The records below hold a stretch from the line with "positive clicks: (586, 346) (551, 334)" through the line with "352L590 337L574 324L556"; return exactly those lines, ends included, and nothing more.
[[ Recorded data open ]]
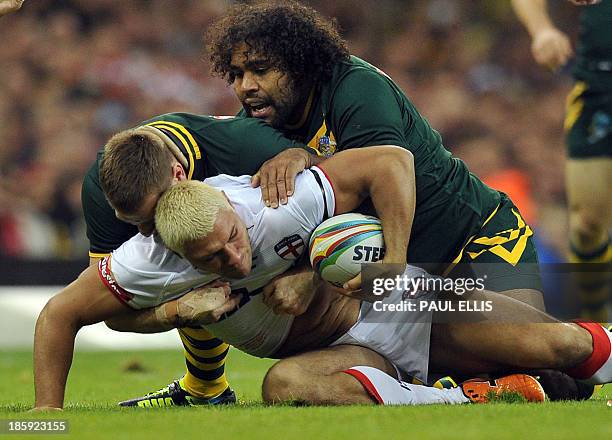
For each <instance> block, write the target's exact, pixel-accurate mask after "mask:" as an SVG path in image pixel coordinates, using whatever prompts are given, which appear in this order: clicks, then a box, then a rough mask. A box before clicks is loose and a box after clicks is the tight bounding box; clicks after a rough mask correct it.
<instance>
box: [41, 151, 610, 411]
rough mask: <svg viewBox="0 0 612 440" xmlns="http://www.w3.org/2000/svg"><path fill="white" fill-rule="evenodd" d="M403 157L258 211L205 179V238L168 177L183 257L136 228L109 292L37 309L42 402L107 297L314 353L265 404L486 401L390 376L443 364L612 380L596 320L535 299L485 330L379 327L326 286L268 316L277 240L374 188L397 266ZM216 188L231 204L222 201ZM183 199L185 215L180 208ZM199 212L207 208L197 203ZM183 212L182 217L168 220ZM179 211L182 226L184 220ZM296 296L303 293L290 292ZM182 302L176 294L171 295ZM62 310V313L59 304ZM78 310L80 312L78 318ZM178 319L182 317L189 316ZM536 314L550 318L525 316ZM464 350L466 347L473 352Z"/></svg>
mask: <svg viewBox="0 0 612 440" xmlns="http://www.w3.org/2000/svg"><path fill="white" fill-rule="evenodd" d="M349 164H350V165H351V166H350V167H348V165H349ZM411 166H413V165H412V156H411V155H410V153H407V152H405V150H402V149H398V148H396V147H373V148H365V149H361V150H352V151H347V152H343V153H340V154H339V155H337V156H335V157H334V158H332V159H330V160H329V161H327V162H326V163H325V164H324V165H322V166H321V167H320V168H312V169H310V170H308V171H306V172H304V173H303V174H302V175H301V176H299V177H298V181H297V182H296V192H295V194H294V196H293V197H292V198H291V199H290V200H289V202H288V204H287V205H284V206H282V207H280V208H279V209H277V210H272V209H270V208H267V207H265V205H264V204H263V202H262V201H261V199H260V197H259V193H258V192H257V191H258V190H256V189H253V188H251V186H250V183H249V182H250V180H249V177H248V176H244V177H242V178H231V177H227V176H219V177H216V178H212V179H208V180H207V182H208V183H210V184H211V185H212V186H215V187H216V188H217V189H220V190H222V191H223V194H224V195H223V194H221V193H216V194H217V195H216V197H214V199H215V200H218V202H217V206H216V207H213V210H212V211H213V212H214V211H217V214H216V216H215V221H214V223H213V228H212V230H210V226H211V225H210V221H208V225H204V227H203V228H204V229H203V230H202V233H206V232H204V231H208V232H207V233H206V235H205V236H204V237H196V238H188V237H189V235H187V236H183V237H182V238H180V237H179V235H180V234H179V235H176V233H178V232H180V230H181V229H183V231H184V230H185V227H184V226H185V224H187V225H188V226H187V228H186V229H193V228H194V224H192V221H193V220H194V219H193V218H189V217H191V216H192V215H193V216H195V218H196V219H197V218H199V217H200V213H199V212H195V213H194V212H191V210H192V209H193V208H194V203H193V200H191V201H189V198H185V197H183V196H184V195H185V194H182V192H186V193H187V192H189V191H190V190H191V189H194V188H195V189H196V192H197V189H198V188H199V187H200V185H202V184H198V183H195V182H192V183H190V184H185V183H182V184H179V185H176V186H174V187H173V188H172V189H170V190H169V191H168V192H166V193H165V195H164V196H162V198H161V200H160V207H159V215H158V216H157V218H156V222H157V223H158V228H160V231H163V232H162V234H164V235H170V236H172V235H176V237H179V239H178V241H177V243H175V245H176V246H175V247H176V249H175V250H178V251H180V252H183V253H184V254H185V257H186V258H188V260H189V261H186V260H183V259H181V258H180V257H179V256H178V255H176V254H175V253H174V252H171V251H169V250H168V249H166V248H165V247H164V246H163V245H162V244H161V243H160V241H159V240H158V239H156V238H154V237H150V238H144V237H142V236H137V237H134V238H133V239H132V240H130V241H129V242H128V243H126V244H125V245H123V246H121V247H120V248H119V249H118V250H117V251H116V252H114V253H113V254H112V256H111V257H110V258H107V259H104V260H103V262H102V263H101V264H100V267H99V273H100V277H101V279H102V281H103V282H104V283H105V284H106V286H107V287H108V289H109V290H110V293H109V292H105V289H104V288H103V287H101V286H100V284H101V282H100V280H99V279H98V277H97V276H96V273H95V272H94V271H92V270H91V269H88V270H87V271H85V272H84V274H83V275H82V276H81V278H80V279H79V280H77V282H75V283H73V285H71V286H69V287H68V288H67V289H66V290H65V291H63V292H62V293H60V295H58V296H57V297H56V298H55V299H54V300H52V301H51V302H50V303H49V304H48V306H47V307H46V308H45V310H44V311H43V312H42V313H41V316H40V317H39V321H38V326H37V332H36V342H35V371H36V394H37V396H36V402H37V403H36V404H37V406H39V407H40V406H43V407H44V406H52V407H53V406H58V405H59V406H61V404H62V402H63V392H64V385H65V379H66V375H67V373H68V368H69V360H70V358H71V354H72V343H73V338H74V333H73V332H74V330H75V329H78V327H79V326H80V325H83V324H87V323H91V322H94V321H96V320H100V319H105V315H109V314H114V313H117V311H118V310H123V309H122V307H123V306H122V305H121V304H120V303H119V302H117V301H116V300H115V298H117V299H119V300H120V302H123V303H124V304H126V305H127V306H130V307H132V308H143V307H147V306H155V305H156V304H159V303H161V302H163V301H169V302H168V303H166V304H164V305H163V306H162V307H161V309H163V310H160V307H157V308H156V309H154V310H152V311H151V313H150V316H151V324H152V326H155V325H157V327H160V325H161V326H162V327H163V326H164V325H165V326H166V328H168V327H172V326H174V325H176V323H177V322H179V323H180V322H181V321H182V322H183V323H185V322H187V323H188V324H189V325H193V324H195V323H198V322H199V323H205V324H206V328H207V329H208V330H209V331H210V332H212V333H213V334H215V335H216V336H218V337H221V338H222V339H224V340H226V341H227V342H230V343H232V344H233V345H235V346H237V347H238V348H240V349H242V350H244V351H247V352H249V353H251V354H254V355H258V356H266V357H286V356H288V355H292V354H294V353H296V352H303V351H305V350H308V349H310V350H313V351H310V352H309V353H304V354H301V355H297V356H293V357H289V358H287V359H285V360H283V361H281V362H280V363H278V364H277V365H276V366H274V367H273V368H272V369H271V371H270V372H269V373H268V375H267V377H266V380H265V381H264V389H263V392H264V399H266V400H267V401H286V400H293V399H298V400H302V401H306V402H309V403H330V404H331V403H336V404H342V403H375V402H378V403H386V404H406V403H433V402H439V403H442V402H446V403H461V402H466V401H469V400H474V401H479V400H482V395H483V393H484V394H486V391H487V390H488V389H489V385H488V384H487V383H486V382H485V383H480V384H479V385H474V384H467V385H464V386H463V387H462V388H461V389H455V390H435V389H432V388H427V387H420V386H415V385H410V384H407V383H404V382H401V381H398V380H397V379H396V378H394V377H392V376H391V375H395V374H396V372H399V373H400V374H404V373H407V374H409V375H413V376H417V377H419V378H421V379H423V380H424V381H427V379H428V377H427V376H428V370H430V369H433V370H436V369H438V368H439V369H444V370H446V371H448V370H449V369H451V370H452V369H454V370H456V371H460V372H463V373H469V372H473V371H475V370H476V369H477V371H498V369H499V368H503V367H530V368H537V367H549V368H550V367H552V368H561V369H569V370H568V372H569V373H571V374H572V375H574V376H576V377H582V378H584V379H587V380H590V381H595V382H598V381H608V380H609V378H608V375H611V376H612V371H610V368H611V367H610V365H611V364H612V361H610V360H609V359H608V358H609V354H608V357H605V356H603V357H602V356H601V352H604V351H605V349H606V347H607V348H608V349H609V347H610V338H609V336H608V335H607V333H605V331H603V329H602V330H597V329H595V328H594V327H592V326H588V325H584V326H579V325H574V324H561V323H555V321H554V320H553V319H552V318H550V317H547V316H546V315H545V314H543V313H542V312H540V311H538V310H536V309H534V308H532V307H530V306H527V305H524V304H520V303H518V302H516V301H514V300H512V299H509V298H504V297H500V296H498V295H492V297H493V298H495V301H496V304H497V308H498V310H499V312H501V313H508V314H511V315H512V314H513V316H517V317H520V318H519V319H521V320H522V321H521V322H522V324H520V325H505V326H502V327H498V326H495V325H490V326H489V327H487V329H486V331H483V328H481V327H479V326H482V325H483V324H470V325H467V326H466V325H464V326H463V327H462V326H460V325H447V326H441V325H435V326H432V325H431V321H428V322H429V323H428V322H424V323H421V324H420V325H419V324H414V323H413V324H411V325H405V322H401V319H402V318H403V317H402V316H401V314H399V315H398V314H395V315H393V316H389V318H390V319H389V321H388V323H389V324H388V325H385V324H377V323H376V322H377V321H376V320H374V321H369V318H370V317H372V318H374V315H373V314H372V310H371V307H370V308H369V306H368V304H365V303H363V304H360V302H359V301H356V300H355V299H352V298H348V297H345V296H340V295H338V294H337V293H336V292H334V291H329V290H326V289H323V290H319V291H318V292H317V294H314V296H313V294H312V292H311V295H310V303H309V304H308V306H307V307H306V312H304V313H303V314H301V315H299V316H297V317H293V316H290V315H276V314H274V312H273V310H272V308H271V307H270V306H269V305H268V304H266V302H267V301H264V299H263V297H264V296H266V295H265V294H262V290H263V287H264V286H265V285H266V284H268V283H269V281H270V280H271V279H272V278H273V277H274V276H276V275H278V274H280V273H283V272H284V271H285V270H287V269H288V268H289V267H291V265H292V263H293V261H292V260H293V259H290V260H286V259H283V258H282V257H281V256H280V255H281V254H280V253H279V252H280V248H279V245H280V246H281V247H282V246H284V245H286V243H287V241H286V239H287V238H289V237H294V236H296V237H297V239H302V240H307V237H308V235H309V234H310V232H311V231H312V230H313V229H314V228H315V227H316V225H317V224H318V223H320V222H321V221H322V220H323V219H324V218H325V216H326V214H327V215H329V214H330V213H334V212H336V213H340V212H346V211H347V210H350V209H353V208H354V207H355V206H357V205H358V204H359V203H360V202H361V201H362V200H363V198H364V197H365V196H366V195H367V194H369V195H370V196H371V197H372V200H373V203H374V205H375V206H376V208H377V209H378V211H379V216H380V217H381V221H382V224H383V228H384V229H385V234H386V237H387V240H386V241H387V254H386V256H385V262H401V261H404V258H405V251H406V247H407V245H408V243H407V241H408V240H407V238H408V231H409V229H410V224H407V222H406V221H405V219H406V218H410V215H409V213H410V212H411V210H413V209H414V200H413V199H412V200H411V198H410V196H409V194H406V193H407V192H406V191H403V190H402V189H404V188H405V187H406V185H410V184H412V185H414V182H412V183H410V182H409V181H406V176H408V175H409V173H407V172H406V171H407V169H409V168H410V167H411ZM383 181H384V186H383V185H381V182H383ZM192 187H193V188H192ZM175 194H179V196H180V197H178V202H177V203H172V204H171V208H170V209H167V208H165V204H166V200H170V201H172V200H173V199H174V197H173V196H174V195H175ZM212 194H215V193H214V191H213V192H212ZM224 197H227V199H228V200H229V202H230V204H231V209H228V208H227V207H224V206H226V205H225V202H224V200H223V198H224ZM182 207H186V208H187V209H188V211H187V212H190V214H187V215H185V212H182ZM200 209H203V210H204V211H207V210H208V209H209V208H208V207H206V206H200ZM177 212H178V217H176V216H175V217H170V219H164V218H163V217H164V216H165V215H167V214H169V213H173V214H172V215H174V214H175V213H177ZM184 219H187V220H186V223H184V224H183V225H182V226H181V225H178V223H177V222H183V220H184ZM165 225H171V227H170V228H166V227H165ZM177 225H178V226H177ZM175 226H177V227H178V228H179V229H178V230H177V229H176V227H175ZM198 235H199V234H198ZM186 237H187V238H186ZM170 241H172V239H171V240H170ZM294 258H297V255H296V256H295V257H294ZM408 271H409V272H410V271H414V272H411V273H412V275H416V274H422V273H423V272H422V271H420V270H419V269H416V268H409V269H408ZM144 274H146V276H143V275H144ZM220 278H221V279H224V280H226V281H229V283H230V286H231V289H232V290H233V293H232V294H229V292H227V291H226V292H225V294H226V295H227V297H225V295H224V296H223V298H222V300H221V301H220V304H218V307H216V308H214V307H213V309H214V310H216V311H213V312H212V313H210V309H209V310H205V311H204V316H200V315H199V312H200V311H202V310H201V307H200V310H198V307H199V304H200V301H194V297H195V298H197V299H205V298H207V297H209V293H208V294H207V293H204V294H201V292H199V291H198V292H192V293H191V294H188V295H185V296H182V297H181V295H183V294H184V293H185V292H186V291H188V290H189V289H190V288H191V287H192V286H194V285H203V284H207V283H209V282H211V281H219V279H220ZM85 288H87V289H89V290H92V289H93V290H94V291H95V296H96V298H98V300H97V301H96V302H95V304H94V305H87V304H85V305H83V304H82V302H80V301H79V294H80V293H81V295H82V289H85ZM225 288H226V289H227V287H225ZM221 289H223V287H221ZM304 292H308V289H306V290H305V291H304V290H302V291H301V292H296V293H300V294H304ZM91 293H92V292H90V294H91ZM111 293H112V295H111ZM218 293H219V292H218V290H217V294H218ZM268 294H269V295H272V296H273V295H274V294H273V292H268ZM393 295H395V296H393ZM482 295H484V296H485V297H486V295H487V294H486V293H483V294H482ZM198 296H199V298H198ZM176 297H179V299H178V300H175V301H172V300H173V299H174V298H176ZM401 297H402V292H394V294H392V297H391V299H392V300H398V299H401ZM275 299H276V300H279V298H275ZM280 300H282V299H280ZM79 304H80V305H82V306H84V307H80V306H79ZM66 307H69V308H70V310H68V311H66V310H65V308H66ZM83 309H84V310H83ZM221 309H223V310H222V312H221V313H218V311H219V310H221ZM183 312H185V313H183ZM73 313H74V314H76V315H77V316H76V317H75V316H72V314H73ZM358 316H359V318H358ZM185 317H188V318H189V319H187V320H184V318H185ZM160 321H161V323H160ZM536 321H537V322H544V321H547V322H551V324H550V325H546V326H542V325H541V324H533V322H536ZM152 328H153V327H152ZM446 333H450V337H449V336H448V335H447V334H446ZM430 334H431V341H432V344H431V346H430V344H429V341H430ZM526 335H530V336H529V338H526V337H525V336H526ZM445 339H447V341H446V342H445V341H444V340H445ZM593 341H595V343H593ZM357 344H358V345H357ZM606 344H607V345H606ZM593 346H595V348H593ZM50 347H53V348H50ZM322 347H327V348H322ZM467 352H470V353H472V354H470V355H469V356H467V355H466V353H467ZM474 353H476V354H474ZM593 359H596V360H595V361H593ZM449 363H450V364H452V365H449ZM591 370H592V371H591ZM518 377H519V379H518V383H517V381H514V382H512V379H506V380H510V382H504V383H503V384H504V385H502V386H509V384H514V386H515V389H518V390H521V391H523V392H525V393H526V394H527V395H528V397H529V398H531V399H533V400H541V399H542V397H543V395H542V390H541V388H539V387H538V385H537V384H536V383H535V382H533V379H532V378H530V377H529V376H524V375H520V376H518ZM464 392H465V393H466V394H468V395H470V397H471V399H468V398H467V397H466V396H465V395H464V394H463V393H464Z"/></svg>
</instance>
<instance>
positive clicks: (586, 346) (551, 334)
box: [538, 324, 592, 370]
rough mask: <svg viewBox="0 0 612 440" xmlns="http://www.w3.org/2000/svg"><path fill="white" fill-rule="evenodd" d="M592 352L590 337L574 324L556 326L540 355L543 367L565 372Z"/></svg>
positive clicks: (591, 347)
mask: <svg viewBox="0 0 612 440" xmlns="http://www.w3.org/2000/svg"><path fill="white" fill-rule="evenodd" d="M591 350H592V343H591V340H590V339H589V335H588V334H587V333H586V332H583V331H581V328H580V327H578V326H576V325H573V324H555V326H554V330H553V331H551V332H550V333H549V335H548V337H546V338H545V344H544V347H543V349H541V350H540V351H539V354H538V355H539V356H541V357H542V359H541V361H542V362H543V365H542V367H548V368H554V369H559V370H563V369H566V368H570V367H572V366H574V365H576V363H578V362H580V361H582V360H584V359H585V358H586V357H588V356H589V354H590V352H591Z"/></svg>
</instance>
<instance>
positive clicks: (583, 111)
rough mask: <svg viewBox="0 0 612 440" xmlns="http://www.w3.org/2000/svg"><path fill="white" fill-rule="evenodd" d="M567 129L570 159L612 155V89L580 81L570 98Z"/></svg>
mask: <svg viewBox="0 0 612 440" xmlns="http://www.w3.org/2000/svg"><path fill="white" fill-rule="evenodd" d="M564 129H565V143H566V146H567V154H568V156H569V157H570V158H573V159H581V158H592V157H612V90H610V91H600V90H591V89H590V88H589V86H588V84H587V83H585V82H582V81H578V82H577V83H576V85H575V86H574V89H573V90H572V91H571V92H570V94H569V95H568V97H567V104H566V114H565V122H564Z"/></svg>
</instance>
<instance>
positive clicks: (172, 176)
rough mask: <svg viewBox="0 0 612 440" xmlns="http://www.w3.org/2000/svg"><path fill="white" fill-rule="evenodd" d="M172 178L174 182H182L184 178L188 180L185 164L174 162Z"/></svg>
mask: <svg viewBox="0 0 612 440" xmlns="http://www.w3.org/2000/svg"><path fill="white" fill-rule="evenodd" d="M172 180H173V181H174V182H182V181H183V180H187V173H186V172H185V168H183V165H181V164H180V163H178V162H174V163H173V164H172Z"/></svg>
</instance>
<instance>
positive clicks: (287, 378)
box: [262, 360, 308, 403]
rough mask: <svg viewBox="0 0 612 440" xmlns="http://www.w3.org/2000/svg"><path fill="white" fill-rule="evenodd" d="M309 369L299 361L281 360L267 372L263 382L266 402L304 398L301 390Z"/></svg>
mask: <svg viewBox="0 0 612 440" xmlns="http://www.w3.org/2000/svg"><path fill="white" fill-rule="evenodd" d="M307 375H308V371H307V370H306V369H305V368H303V367H302V366H301V365H300V364H299V363H298V362H294V361H292V360H281V361H279V362H277V363H276V364H274V365H273V366H272V368H270V369H269V370H268V372H267V373H266V377H264V380H263V384H262V397H263V400H264V402H266V403H282V402H291V401H300V400H303V398H302V397H303V396H302V395H301V394H302V393H301V390H303V386H304V381H305V380H306V376H307Z"/></svg>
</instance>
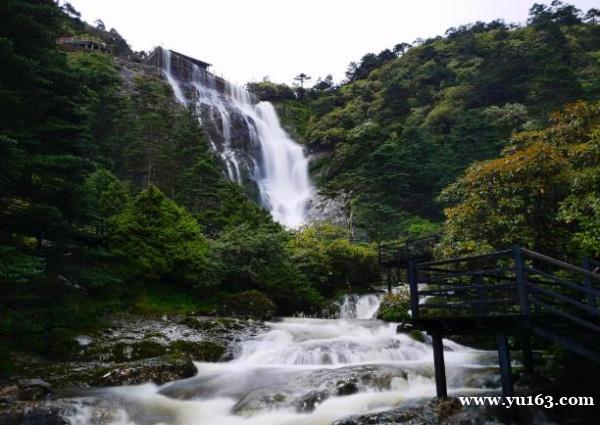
[[ Recorded data closed ]]
## Result of this task
positive clicks: (586, 346) (551, 334)
box: [538, 324, 592, 370]
rough mask: <svg viewBox="0 0 612 440" xmlns="http://www.w3.org/2000/svg"><path fill="white" fill-rule="evenodd" d="M592 352L590 337L574 324L556 326L540 355L543 367L565 372Z"/></svg>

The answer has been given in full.